Lister: Kryten! (rushes over to the head) Where's the rest of you?

Kryten: Over there. They hadn't finished my repairs before the accident.

Lister: You've been stuck here for three million years? What have you been doing?

Kryten: Well, I've been reading that Fire Exit sign over there.

[Lister and Rimmer look at the sign.]

Kryten: It's given me a lot of solace over the years.

[Holly's face appears on a monitor.]

Holly: Oh, boys... I managed to locate the alien thing. It's waiting for you in the cargo hold.

Kryten: The cargo hold. Hmm. That's where I hid the cat.

[Later, all three walk through the cargo hold. A very long shot shows just how large it is. Then the view goes to a small corner. Lister speaks from behind a crate.]

Lister: Kryten, let me go first!

[Kryten comes around the bend, wielding a rollermop.]

Kryten: No, sir! I'm going to give that beast a squeegee he'll never forget!

[Lister and Rimmer round the corner. Holly appears on Kryten's stomach monitor.]

Holly: I finally reconnected with the cargo hold sensors. It's quite tricky to get a handle on. How simple do you want it?

Rimmer: So Lister can understand it.

Holly: Oh dear. OK. The cargo hold was shielded from the radiation.

Lister: Frankenstein survived?

Holly: And her four kittens, ...

[She begins to use computer cartoon graphics for her explanation to Lister. First, a little cartoon cat lies on its back and gives birth to four more.]

Holly: ... who each produced a litter of four more kittens twice a year.

[Each of the kittens does the same birthing animation, and again for the grandchildren, and so on.]

Holly: When Frankenstein died, there were nearly two hundred thousand cats, including the odd mutation.

[A large, club-wielding cat walks up to a small defenseless cat and clubs it.]

[After the clubbing, the small cat's head falls off although the eyes and eyebrows remain hanging in mid-air.]

Holly: Eventually, they formed a civilization around the things they found in storage.

[A group of cats is on its knees and bows down before an electric can opener which is presented by a pink-robed, club-wielding priest cat.]

Holly: Anyway, just a few years ago, a bloody civil war broke out.
+--
## What this exercise asks
1. From the script excerpt, extract everything from "[Holly's face appears" down to "hid the cat.".
2. Answer these questions using the script excerpt:
(a) What has Kryten been reading while stuck in place?
(b) What is Kryten wielding when he comes around the bend in the cargo hold?
(c) According to Holly, roughly how many cats were there when Frankenstein died?
3. Carry on the script excerpt from Holly's line about the civil war, keeping its format of spoken lines and bracketed stage directions.
The entries that come next have no connection to the script excerpt above.

(Point localization data)
+--
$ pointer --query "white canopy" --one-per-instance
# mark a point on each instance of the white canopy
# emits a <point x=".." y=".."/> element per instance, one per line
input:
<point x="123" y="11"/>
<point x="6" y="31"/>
+--
## Results in order
1.
[Holly's face appears on a monitor.]

Holly: Oh, boys... I managed to locate the alien thing. It's waiting for you in the cargo hold.

Kryten: The cargo hold. Hmm. That's where I hid the cat.

2.
(a) A Fire Exit sign.
(b) A rollermop.
(c) Nearly two hundred thousand.

3.
[A club-wielding cat whacks a detonator. A small bulge travels down a long wire and a mushroom cloud forms in the distance. Suddenly, a pile of cat bodies falls onto the perpetrator.]

Holly: The entire cat population was killed -- all except that one just around the corner.

Cat: (voice only) Yeooooooooooooooooooooooow!

[The three are startled and heard for the corner.]

Cat: Yeooooooooooooooooooooooow!

[They emerge and see a finely dressed humanoid lying on crates labeled `0 GRAVITY TOILET PAPER' and `(???)'. The being moves his paw as though he's reciting a poem.]

Cat: Yeah, that's not bad! (chuckles as he writes in a clipboard) Let me take this one from the top! Yeoooooooooooooooooooooooooow! Yeoooooooooooooooooooo-- (notices the others, stands) OOOOWWWW!!! OK OK OK OK OK OK OK... Be big! (hunches up his shoulders) Back off! I'm a lot bigger than my appearance would suggest!

Lister: (turns to his companions) This is a cat?

Kryten: He evolved from cats, sir, just as your distant ancestors once swung from trees.

Rimmer: Ancestors? His >grandparents< swung from trees.

Cat: I know what you want! You're after my string! (He produces a string, and begins pawing at it playfully, for a moment forgetting the others are there. He then produces a small aerosol spray can.) This string in >mine<. (sprays the string) This >box< is mine. (sprays the crate he's sitting on) This >air< is mine! (sprays randomly in the air, getting rather excited) This--

Lister: Wait wait wait wait wait wait wait! We don't want to hurt you. We don't want your string. I saved your original ancestor. Your whole existence is due to me.

Cat: (shrugs) Thanks. (jumps off the box, laughing) Oh, such style! such grace! such, uh, flair! (extends an arm to lean against the box, but has stepped back once too far, and falls to the ground behind the box) I meant to do that!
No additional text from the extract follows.